◆ **What you are asked to do**
Reproduce word for word the part of the news passage on Fert and Gruenberg's prize that starts with "Fert and Gruenberg" and goes on through "in electrical resistance.".
---------- Document extract
"The discovery also plays a major role in various magnetic sensors as well as for the development of a new generation of electronics," it said.

Gruenberg told Swedish Radio that winning the prize was "overwhelming, it is just great".
  
Asked whether he had expected to win, he replied: "Partly yes, partly no. I won prizes before and people always said there was one prize missing, the end prize. In that sense I was a bit prepared."

Fert said that he was "very happy for myself, my family, and my colleagues whom I greatly appreciate."

Electrical resistance

Fert and Gruenberg discovered that tiny magnetic changes, in materials made of very thin layers of various metallic elements, lead to huge differences in electrical resistance.
  
"I am really pleased that it has gone for something very practically based and rooted in research relevant to industry"

Matin Durrani,
editor of
Physics World
In turn, these differences lead to changes in the current in the readout head, which scans a hard disk to spot the ones and zeroes in which the data is stored.
  
As a result, the readout head is able to read smaller and weaker magnetic areas, and this sensitivity means information can be packed more densely on the hard disk.

"The MP3 and iPod industry would not have existed without this discovery," Borje Johansson, a member of the academy said.

"You would not have an iPod without this effect."
--------------------
---------- Extracted information
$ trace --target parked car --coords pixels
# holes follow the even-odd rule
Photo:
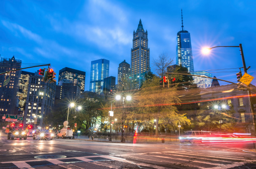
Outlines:
[[[49,139],[52,140],[54,134],[51,133],[48,130],[40,129],[36,130],[33,134],[33,139]]]
[[[73,130],[70,128],[63,128],[57,134],[57,138],[62,137],[63,139],[69,138],[71,139],[73,137]]]
[[[211,133],[204,131],[188,131],[181,136],[181,142],[190,142],[193,143],[195,142],[202,142],[202,138],[211,135]]]

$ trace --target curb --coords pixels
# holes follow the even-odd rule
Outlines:
[[[245,150],[242,150],[243,152],[248,152],[248,153],[253,153],[253,154],[256,154],[256,152],[251,152],[251,151],[245,151]]]

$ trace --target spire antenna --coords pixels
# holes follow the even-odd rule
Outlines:
[[[182,28],[183,31],[183,27],[184,27],[184,26],[183,26],[183,17],[182,16]]]

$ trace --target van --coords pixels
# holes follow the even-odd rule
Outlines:
[[[72,137],[73,137],[73,130],[69,128],[62,128],[57,134],[57,138],[62,137],[62,139],[66,139],[66,138],[71,139]]]

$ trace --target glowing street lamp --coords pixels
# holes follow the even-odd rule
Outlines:
[[[68,121],[68,113],[69,112],[69,106],[70,107],[73,107],[74,106],[74,103],[71,103],[68,106],[68,109],[67,110],[67,121]]]

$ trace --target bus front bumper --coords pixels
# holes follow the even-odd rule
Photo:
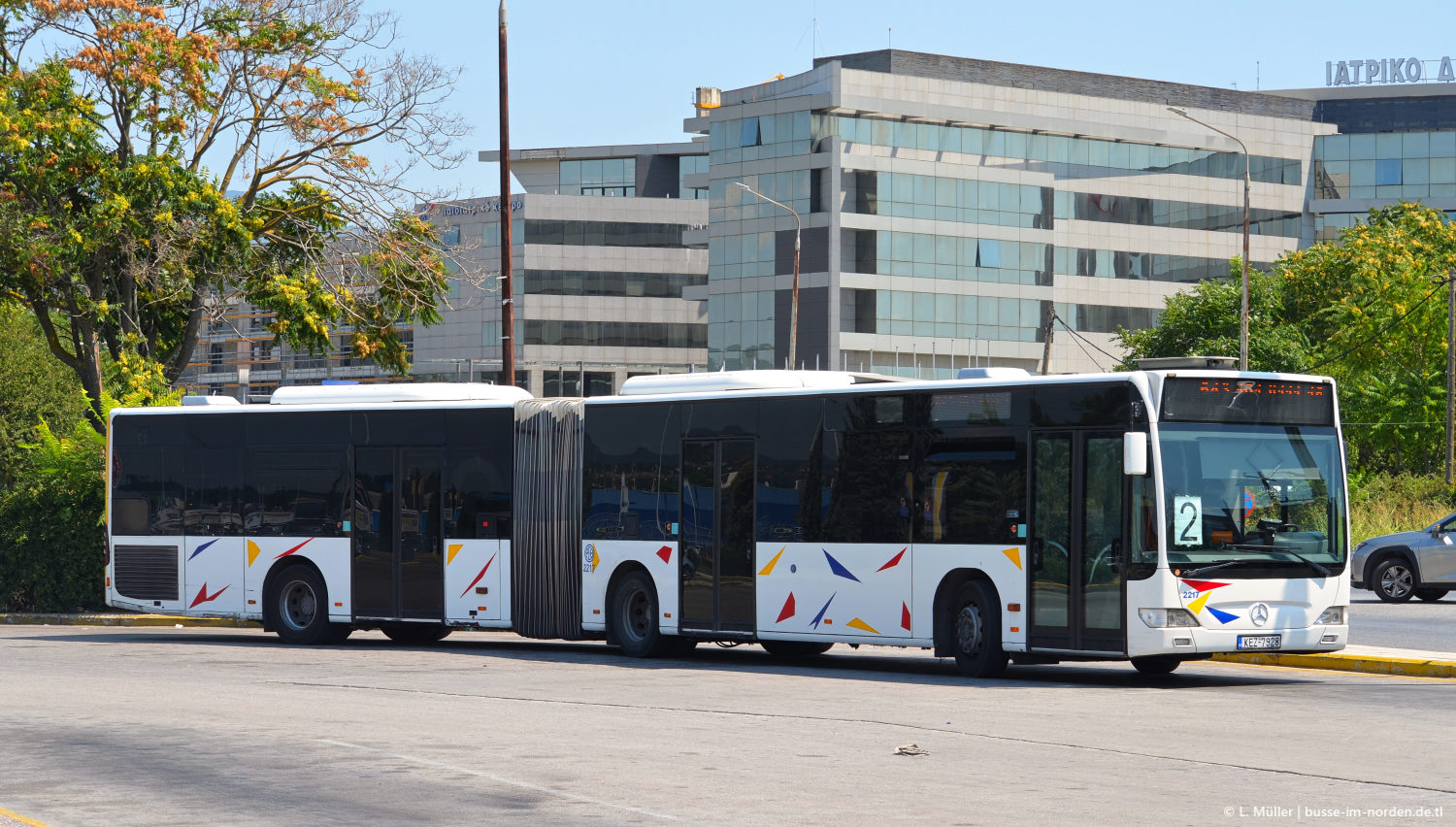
--------------------
◆ **Result of this task**
Fert and Gruenberg discovered that tiny magnetic changes, in materials made of very thin layers of various metallic elements, lead to huge differences in electrical resistance.